◆ Problem set ◆
**1)** Copy the passage from the judgment excerpt word for word, starting at "Apart from the" and ending at "in that regard.".
**2)** According to the judgment excerpt, on what date was the determination of the delegate of the Commissioner for Employees' Compensation made?

[Document extract Boundary: Start]

Having made those findings, the Tribunal equated the causal connection thus shown between the recurrence of the herpetic keratitis and the respondent's presence in Darwin for the purposes of his employment with a causal connection between the recurrence of the disease and the respondent's employment by the applicant. The Tribunal regarded as decisive for this purpose that the respondent had, as a matter of practical necessity, to live in or in the vicinity of Darwin in order to be in a position to perform his duties at his place of employment. Was this approach justifiable and was it dictated by the decision of the High Court in Favelle Mort Ltd. v. Murray (supra) as the Tribunal thought it was?
In my opinion the Tribunal fell into error in regarding the decision of the High Court in Favelle Mort Ltd. v. Murray (supra) as decisive of the claim made by the present respondent. A consideration of the judgments in that case provides guidance as to the criteria to be applied in determining whether there is a sufficient causal connection between the relevant employment and the contraction or recurrence of a disease for the purposes of sub-s.29(1) of the Act but the decision in that case turned on its own peculiar facts - facts which were described by Mason J. as presenting some distinctive features.
In my opinion Favelle Mort Ltd. v. Murray (supra) provides no support for the respondent's claim. The extracts from the judgments in that case set out above show that, in determining that the employment contributed to the contraction of the disease, emphasis was placed upon the circumstance that the disease had been contracted by Mr Murray at his place of employment, a place that corresponded geographically with the totality of the area in which he lived. That is not to say that it is only where that circumstance is present that the necessary causal connection between the contraction (or recurrence) of a disease and the employment will be established. But, absent that feature, the employee must show other circumstances demonstrating the necessary connection. This aspect of the matter was adverted to by Hutley J.A. when Mr Murray's claim was before the New South Wales Court of Appeal (see (1974) 2 N.S.W.L.R. 211) where his Honour said (at pp.229-230):
"The risk of meningo-encephalitis being caught anywhere is an evidentiary problem facing an applicant. It will be rare that the time and place of the acquisition of the infection could be sufficiently established. If, for example, his Honour had held that the appellant was not in the course of his employment when on leave in the United States, a finding of fact well open to him, the appellant must have failed. Once, however, it was held that the appellant was in the course of his employment during the whole of the time he was absent from Sydney, the appellant must succeed in the contention that his employment contributed to his injury, unless a factor beyond mere employment is required. Though two factors are specified, 'in the course of' and 'contributing to' it does not necessarily follow that one set of facts cannot establish both factors."
Apart from the circumstance that the respondent suffered the recurrence of the herpetic keratitis while he was in Darwin, there was no evidence before the Tribunal of any connection between the recurrence of the disease and the respondent's employment by the applicant and, in truth, no other basis for such connection was suggested.
I am, therefore, of opinion that the conclusion reached by the Tribunal was not reasonably open on the material before it. The Tribunal's decision given on 24 December 1984 should be set aside and the determination of the delegate of the Commissioner for Employees' Compensation made on 8 February 1983 be restored. As the applicant did not seek an order for costs I make no order in that regard.

[Document extract Boundary: End]
[Available data Boundary: Start]

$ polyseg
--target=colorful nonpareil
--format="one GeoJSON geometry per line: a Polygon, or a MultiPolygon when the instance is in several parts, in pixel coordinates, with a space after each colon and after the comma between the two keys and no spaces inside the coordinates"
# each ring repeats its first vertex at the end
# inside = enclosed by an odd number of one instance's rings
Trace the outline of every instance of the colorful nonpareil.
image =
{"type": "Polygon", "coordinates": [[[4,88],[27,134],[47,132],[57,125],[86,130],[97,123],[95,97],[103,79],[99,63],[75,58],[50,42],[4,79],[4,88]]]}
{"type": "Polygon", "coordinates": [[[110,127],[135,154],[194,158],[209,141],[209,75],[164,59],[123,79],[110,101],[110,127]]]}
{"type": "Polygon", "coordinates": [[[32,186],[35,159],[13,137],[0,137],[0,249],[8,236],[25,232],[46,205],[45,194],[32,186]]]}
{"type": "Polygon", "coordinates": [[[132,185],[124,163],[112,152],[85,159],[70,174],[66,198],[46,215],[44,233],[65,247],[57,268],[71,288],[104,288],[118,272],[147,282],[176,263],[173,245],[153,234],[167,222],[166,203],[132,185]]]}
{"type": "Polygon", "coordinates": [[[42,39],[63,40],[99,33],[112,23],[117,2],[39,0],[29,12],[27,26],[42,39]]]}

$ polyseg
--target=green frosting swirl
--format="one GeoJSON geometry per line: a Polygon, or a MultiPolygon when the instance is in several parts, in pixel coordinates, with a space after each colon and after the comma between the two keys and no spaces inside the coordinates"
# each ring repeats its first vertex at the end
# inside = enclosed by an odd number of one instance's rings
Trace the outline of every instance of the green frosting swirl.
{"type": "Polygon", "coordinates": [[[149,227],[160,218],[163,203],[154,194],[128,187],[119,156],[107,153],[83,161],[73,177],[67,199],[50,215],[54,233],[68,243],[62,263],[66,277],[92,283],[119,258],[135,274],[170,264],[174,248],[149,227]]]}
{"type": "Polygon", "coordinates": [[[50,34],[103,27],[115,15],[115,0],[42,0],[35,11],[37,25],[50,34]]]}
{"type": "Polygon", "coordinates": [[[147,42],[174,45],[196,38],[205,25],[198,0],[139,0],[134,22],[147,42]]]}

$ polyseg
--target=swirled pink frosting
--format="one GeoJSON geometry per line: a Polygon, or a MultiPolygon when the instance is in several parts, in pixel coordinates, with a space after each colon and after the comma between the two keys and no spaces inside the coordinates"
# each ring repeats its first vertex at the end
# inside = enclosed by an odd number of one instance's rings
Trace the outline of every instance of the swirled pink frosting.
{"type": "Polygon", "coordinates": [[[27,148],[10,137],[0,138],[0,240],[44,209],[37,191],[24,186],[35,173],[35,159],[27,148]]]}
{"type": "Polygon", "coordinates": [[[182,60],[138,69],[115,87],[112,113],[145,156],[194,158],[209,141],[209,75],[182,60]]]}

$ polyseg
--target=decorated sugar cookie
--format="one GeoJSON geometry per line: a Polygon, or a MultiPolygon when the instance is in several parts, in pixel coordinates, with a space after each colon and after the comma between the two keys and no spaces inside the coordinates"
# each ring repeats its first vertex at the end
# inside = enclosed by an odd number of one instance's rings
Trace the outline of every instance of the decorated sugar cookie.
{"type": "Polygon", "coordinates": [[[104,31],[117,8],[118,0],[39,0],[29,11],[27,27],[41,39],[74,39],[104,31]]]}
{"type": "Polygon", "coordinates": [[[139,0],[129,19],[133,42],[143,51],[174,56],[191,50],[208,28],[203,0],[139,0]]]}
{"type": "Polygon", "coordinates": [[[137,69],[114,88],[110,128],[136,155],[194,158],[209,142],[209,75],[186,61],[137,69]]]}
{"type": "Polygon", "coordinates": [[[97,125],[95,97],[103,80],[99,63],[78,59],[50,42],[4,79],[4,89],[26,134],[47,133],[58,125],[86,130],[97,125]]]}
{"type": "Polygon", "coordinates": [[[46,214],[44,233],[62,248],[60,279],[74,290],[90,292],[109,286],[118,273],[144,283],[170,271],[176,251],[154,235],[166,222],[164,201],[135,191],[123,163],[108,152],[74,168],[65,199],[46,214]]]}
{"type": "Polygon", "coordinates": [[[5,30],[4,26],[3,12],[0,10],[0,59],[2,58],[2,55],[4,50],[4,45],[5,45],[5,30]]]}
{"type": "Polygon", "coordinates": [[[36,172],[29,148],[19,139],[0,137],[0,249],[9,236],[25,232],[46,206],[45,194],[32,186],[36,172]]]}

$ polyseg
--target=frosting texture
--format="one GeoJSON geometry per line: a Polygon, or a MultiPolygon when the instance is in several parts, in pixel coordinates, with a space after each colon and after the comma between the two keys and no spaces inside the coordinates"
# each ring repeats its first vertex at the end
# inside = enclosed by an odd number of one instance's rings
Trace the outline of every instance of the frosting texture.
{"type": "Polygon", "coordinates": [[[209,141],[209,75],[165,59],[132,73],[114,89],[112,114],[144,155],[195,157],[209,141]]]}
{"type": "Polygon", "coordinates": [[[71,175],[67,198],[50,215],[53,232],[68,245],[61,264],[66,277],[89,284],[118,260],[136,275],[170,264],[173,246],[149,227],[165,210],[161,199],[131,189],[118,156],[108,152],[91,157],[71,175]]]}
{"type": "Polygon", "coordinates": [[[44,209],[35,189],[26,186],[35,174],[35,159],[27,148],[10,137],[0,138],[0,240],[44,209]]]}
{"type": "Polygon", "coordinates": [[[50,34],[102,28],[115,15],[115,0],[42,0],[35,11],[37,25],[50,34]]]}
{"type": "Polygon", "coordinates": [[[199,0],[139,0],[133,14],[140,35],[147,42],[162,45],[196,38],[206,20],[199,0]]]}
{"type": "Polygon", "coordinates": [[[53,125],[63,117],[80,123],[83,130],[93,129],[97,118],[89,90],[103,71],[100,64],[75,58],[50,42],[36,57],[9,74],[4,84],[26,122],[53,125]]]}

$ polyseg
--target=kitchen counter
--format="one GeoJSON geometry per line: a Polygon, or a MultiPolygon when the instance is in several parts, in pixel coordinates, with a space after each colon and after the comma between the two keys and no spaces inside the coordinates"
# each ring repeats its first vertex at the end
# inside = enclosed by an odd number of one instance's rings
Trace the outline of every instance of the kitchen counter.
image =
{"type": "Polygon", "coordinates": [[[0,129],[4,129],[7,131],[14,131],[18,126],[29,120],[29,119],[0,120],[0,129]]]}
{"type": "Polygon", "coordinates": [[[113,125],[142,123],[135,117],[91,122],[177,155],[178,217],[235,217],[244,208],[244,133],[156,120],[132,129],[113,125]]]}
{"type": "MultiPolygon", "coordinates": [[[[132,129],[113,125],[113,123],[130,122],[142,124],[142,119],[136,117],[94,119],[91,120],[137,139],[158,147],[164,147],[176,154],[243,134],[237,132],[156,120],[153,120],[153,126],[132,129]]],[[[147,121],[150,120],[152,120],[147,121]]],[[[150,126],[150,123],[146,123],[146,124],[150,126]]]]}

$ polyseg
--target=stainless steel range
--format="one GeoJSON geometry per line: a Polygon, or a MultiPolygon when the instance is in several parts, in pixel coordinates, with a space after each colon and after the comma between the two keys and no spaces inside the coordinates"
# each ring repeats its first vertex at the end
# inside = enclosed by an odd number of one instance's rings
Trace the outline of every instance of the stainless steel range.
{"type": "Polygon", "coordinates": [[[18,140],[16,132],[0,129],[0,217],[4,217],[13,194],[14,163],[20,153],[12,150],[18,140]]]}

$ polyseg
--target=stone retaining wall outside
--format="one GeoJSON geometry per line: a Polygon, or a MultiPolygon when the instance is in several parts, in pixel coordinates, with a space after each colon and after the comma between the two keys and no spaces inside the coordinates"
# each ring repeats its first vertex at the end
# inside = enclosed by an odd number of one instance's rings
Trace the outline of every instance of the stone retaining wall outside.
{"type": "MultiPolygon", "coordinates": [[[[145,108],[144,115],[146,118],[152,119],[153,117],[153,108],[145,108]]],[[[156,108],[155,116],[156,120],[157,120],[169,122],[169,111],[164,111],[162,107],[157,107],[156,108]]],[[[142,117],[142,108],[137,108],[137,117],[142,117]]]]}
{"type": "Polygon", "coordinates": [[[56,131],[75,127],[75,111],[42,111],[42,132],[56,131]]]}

[Available data Boundary: End]

◆ Task solutions ◆
**1)**
Apart from the circumstance that the respondent suffered the recurrence of the herpetic keratitis while he was in Darwin, there was no evidence before the Tribunal of any connection between the recurrence of the disease and the respondent's employment by the applicant and, in truth, no other basis for such connection was suggested.
I am, therefore, of opinion that the conclusion reached by the Tribunal was not reasonably open on the material before it. The Tribunal's decision given on 24 December 1984 should be set aside and the determination of the delegate of the Commissioner for Employees' Compensation made on 8 February 1983 be restored. As the applicant did not seek an order for costs I make no order in that regard.

**2)** 8 February 1983